Please say how many lines in the records below contain the word "comforter". Give the number and nothing more.

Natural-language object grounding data
* * * * *
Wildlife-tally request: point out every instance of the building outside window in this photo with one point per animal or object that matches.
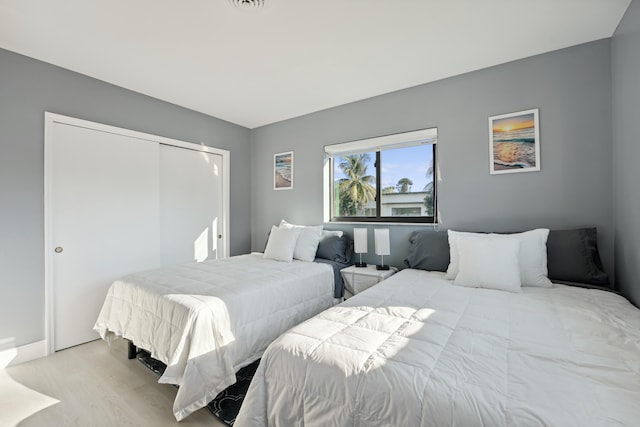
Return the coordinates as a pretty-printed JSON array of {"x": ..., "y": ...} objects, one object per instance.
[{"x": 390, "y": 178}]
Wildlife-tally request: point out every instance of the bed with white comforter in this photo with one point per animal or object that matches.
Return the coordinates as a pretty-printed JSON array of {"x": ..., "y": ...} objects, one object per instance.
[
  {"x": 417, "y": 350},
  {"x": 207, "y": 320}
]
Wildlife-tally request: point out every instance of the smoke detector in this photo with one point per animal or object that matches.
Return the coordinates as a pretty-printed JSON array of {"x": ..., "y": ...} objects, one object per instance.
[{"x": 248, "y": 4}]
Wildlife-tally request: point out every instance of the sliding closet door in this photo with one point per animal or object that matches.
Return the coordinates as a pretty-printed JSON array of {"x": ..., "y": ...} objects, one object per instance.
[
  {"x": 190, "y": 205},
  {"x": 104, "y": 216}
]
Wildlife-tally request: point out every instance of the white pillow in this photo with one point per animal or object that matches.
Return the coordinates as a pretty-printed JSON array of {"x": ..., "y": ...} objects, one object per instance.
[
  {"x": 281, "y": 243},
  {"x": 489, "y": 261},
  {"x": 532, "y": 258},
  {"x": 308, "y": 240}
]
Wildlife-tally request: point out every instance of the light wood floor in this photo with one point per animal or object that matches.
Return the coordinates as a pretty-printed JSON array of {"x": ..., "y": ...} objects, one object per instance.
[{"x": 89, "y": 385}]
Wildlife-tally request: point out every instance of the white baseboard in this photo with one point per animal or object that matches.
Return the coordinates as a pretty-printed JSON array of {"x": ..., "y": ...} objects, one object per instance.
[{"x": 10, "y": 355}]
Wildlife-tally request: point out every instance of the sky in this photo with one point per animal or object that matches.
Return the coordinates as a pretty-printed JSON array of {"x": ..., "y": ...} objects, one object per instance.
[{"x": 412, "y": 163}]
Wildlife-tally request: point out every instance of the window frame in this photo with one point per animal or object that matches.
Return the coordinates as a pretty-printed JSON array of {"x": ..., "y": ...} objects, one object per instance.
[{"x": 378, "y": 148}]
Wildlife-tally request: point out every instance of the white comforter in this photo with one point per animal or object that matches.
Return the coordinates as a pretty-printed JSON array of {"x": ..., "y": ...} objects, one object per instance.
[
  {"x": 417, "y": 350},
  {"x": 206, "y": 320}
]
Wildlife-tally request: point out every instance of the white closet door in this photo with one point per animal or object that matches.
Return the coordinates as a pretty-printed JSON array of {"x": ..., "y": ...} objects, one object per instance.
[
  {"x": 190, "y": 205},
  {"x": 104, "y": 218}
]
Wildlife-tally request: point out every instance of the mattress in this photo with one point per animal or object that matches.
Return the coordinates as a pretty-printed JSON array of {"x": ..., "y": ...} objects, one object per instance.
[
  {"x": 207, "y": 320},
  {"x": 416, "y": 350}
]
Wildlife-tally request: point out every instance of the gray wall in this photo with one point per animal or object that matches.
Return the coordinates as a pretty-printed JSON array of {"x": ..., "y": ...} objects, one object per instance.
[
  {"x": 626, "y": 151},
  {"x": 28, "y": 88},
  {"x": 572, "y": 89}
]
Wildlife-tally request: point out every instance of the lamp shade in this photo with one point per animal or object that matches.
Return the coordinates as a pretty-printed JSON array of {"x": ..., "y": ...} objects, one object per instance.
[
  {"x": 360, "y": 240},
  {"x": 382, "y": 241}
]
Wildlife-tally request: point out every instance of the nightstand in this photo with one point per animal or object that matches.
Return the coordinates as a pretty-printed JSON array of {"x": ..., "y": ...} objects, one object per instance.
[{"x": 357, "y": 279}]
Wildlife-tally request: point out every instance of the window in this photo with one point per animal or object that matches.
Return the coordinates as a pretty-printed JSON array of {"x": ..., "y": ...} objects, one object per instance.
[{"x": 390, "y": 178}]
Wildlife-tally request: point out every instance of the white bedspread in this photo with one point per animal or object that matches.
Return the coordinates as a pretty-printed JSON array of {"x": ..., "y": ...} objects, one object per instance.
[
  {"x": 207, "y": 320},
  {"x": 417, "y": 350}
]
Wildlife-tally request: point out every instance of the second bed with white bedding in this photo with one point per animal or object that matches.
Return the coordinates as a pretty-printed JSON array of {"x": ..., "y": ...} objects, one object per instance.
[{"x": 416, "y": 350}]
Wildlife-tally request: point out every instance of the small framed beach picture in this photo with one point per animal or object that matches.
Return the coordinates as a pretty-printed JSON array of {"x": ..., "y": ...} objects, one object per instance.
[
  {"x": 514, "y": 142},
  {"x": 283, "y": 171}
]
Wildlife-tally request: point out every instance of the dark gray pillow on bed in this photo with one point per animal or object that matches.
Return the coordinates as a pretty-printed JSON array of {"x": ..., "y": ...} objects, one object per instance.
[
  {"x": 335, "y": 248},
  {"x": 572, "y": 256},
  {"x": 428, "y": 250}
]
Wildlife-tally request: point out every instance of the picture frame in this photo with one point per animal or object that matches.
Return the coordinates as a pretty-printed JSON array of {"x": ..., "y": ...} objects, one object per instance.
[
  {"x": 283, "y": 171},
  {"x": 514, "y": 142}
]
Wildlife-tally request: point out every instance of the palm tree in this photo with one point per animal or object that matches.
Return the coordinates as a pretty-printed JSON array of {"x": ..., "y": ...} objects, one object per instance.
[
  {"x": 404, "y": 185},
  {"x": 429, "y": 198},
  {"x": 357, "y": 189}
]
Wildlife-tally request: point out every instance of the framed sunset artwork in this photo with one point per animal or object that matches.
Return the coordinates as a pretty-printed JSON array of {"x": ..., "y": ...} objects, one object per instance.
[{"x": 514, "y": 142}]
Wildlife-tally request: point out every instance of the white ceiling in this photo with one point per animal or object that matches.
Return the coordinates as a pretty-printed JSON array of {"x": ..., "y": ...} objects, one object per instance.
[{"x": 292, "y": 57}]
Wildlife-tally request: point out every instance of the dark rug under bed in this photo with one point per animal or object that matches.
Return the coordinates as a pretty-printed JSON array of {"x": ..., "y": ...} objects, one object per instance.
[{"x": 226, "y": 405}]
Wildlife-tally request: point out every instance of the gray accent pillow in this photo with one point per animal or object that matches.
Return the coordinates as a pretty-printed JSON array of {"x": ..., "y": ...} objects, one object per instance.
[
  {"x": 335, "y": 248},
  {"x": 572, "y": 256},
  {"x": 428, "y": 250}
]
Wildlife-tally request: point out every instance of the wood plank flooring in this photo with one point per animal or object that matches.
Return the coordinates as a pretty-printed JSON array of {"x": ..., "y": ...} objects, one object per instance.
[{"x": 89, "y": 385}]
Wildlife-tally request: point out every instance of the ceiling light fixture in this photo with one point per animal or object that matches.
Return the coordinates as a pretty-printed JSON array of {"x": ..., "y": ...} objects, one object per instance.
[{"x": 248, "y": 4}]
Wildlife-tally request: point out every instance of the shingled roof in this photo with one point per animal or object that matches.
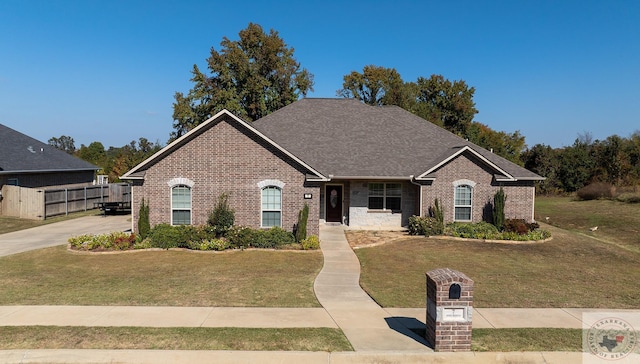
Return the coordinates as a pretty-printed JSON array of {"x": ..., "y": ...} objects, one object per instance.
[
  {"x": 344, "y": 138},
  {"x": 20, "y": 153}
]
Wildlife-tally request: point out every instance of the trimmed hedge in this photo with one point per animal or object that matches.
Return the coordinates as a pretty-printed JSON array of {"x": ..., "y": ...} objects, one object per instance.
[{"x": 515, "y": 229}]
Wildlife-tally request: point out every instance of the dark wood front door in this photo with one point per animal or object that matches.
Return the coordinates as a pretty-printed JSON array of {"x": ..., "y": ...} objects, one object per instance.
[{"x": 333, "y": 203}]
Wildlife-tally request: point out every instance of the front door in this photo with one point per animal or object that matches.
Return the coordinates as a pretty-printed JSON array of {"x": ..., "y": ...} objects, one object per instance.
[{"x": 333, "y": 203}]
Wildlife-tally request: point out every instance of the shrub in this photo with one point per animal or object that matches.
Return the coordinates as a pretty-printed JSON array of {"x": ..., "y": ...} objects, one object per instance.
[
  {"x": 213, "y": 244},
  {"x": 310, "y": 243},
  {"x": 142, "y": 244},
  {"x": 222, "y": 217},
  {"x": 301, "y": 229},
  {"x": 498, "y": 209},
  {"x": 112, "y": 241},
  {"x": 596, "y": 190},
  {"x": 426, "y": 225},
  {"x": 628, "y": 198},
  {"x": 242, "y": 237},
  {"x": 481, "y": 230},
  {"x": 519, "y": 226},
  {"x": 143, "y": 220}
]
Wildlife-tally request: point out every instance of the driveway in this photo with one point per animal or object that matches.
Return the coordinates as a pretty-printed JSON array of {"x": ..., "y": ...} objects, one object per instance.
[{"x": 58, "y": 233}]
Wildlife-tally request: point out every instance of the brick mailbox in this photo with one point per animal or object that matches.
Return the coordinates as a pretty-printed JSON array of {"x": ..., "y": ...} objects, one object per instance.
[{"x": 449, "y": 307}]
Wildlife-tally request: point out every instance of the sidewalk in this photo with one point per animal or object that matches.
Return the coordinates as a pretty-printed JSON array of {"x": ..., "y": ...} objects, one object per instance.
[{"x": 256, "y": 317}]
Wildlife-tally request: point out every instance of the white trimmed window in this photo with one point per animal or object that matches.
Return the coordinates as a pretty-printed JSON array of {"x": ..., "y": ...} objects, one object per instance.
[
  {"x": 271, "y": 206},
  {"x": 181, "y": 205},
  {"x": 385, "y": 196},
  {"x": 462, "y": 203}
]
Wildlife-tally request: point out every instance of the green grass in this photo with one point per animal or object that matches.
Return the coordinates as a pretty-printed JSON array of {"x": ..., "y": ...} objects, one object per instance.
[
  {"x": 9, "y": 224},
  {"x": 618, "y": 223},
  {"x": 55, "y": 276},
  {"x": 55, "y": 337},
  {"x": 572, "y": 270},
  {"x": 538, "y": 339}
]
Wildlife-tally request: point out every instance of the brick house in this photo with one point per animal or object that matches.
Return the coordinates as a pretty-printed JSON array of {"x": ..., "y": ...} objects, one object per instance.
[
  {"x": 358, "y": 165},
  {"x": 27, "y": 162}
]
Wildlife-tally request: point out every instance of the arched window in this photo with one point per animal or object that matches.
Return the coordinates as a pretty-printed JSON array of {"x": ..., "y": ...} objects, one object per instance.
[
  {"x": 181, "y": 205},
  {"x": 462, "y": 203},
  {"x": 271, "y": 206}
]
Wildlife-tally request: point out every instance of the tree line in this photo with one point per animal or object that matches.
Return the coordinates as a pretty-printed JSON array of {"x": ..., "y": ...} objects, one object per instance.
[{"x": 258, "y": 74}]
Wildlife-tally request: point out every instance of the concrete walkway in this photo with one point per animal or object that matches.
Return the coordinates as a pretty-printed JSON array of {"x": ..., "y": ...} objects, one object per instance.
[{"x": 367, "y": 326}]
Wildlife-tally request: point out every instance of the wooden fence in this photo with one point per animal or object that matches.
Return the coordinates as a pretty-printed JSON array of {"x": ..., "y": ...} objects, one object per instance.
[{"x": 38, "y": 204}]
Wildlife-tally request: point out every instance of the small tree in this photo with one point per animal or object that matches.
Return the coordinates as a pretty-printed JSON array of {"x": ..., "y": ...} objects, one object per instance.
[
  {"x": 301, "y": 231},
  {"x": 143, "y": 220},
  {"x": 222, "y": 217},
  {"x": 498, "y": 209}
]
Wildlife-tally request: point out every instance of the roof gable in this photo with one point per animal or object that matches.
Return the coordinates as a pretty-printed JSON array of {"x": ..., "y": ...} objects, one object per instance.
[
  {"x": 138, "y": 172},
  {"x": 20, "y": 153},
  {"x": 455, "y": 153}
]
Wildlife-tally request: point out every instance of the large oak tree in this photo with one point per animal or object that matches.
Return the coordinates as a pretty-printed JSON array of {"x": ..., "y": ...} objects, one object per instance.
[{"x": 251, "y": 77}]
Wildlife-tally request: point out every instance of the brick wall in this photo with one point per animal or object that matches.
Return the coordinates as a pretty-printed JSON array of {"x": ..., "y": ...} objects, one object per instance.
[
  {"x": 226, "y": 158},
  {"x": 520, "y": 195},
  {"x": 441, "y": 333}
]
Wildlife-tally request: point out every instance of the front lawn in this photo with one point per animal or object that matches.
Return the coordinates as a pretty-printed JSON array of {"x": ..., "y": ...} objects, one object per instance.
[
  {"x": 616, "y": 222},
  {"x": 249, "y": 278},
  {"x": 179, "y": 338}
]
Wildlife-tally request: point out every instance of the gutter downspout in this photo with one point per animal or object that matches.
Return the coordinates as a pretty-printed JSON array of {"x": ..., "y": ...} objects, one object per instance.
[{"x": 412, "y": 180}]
* * * * *
Written solution: 2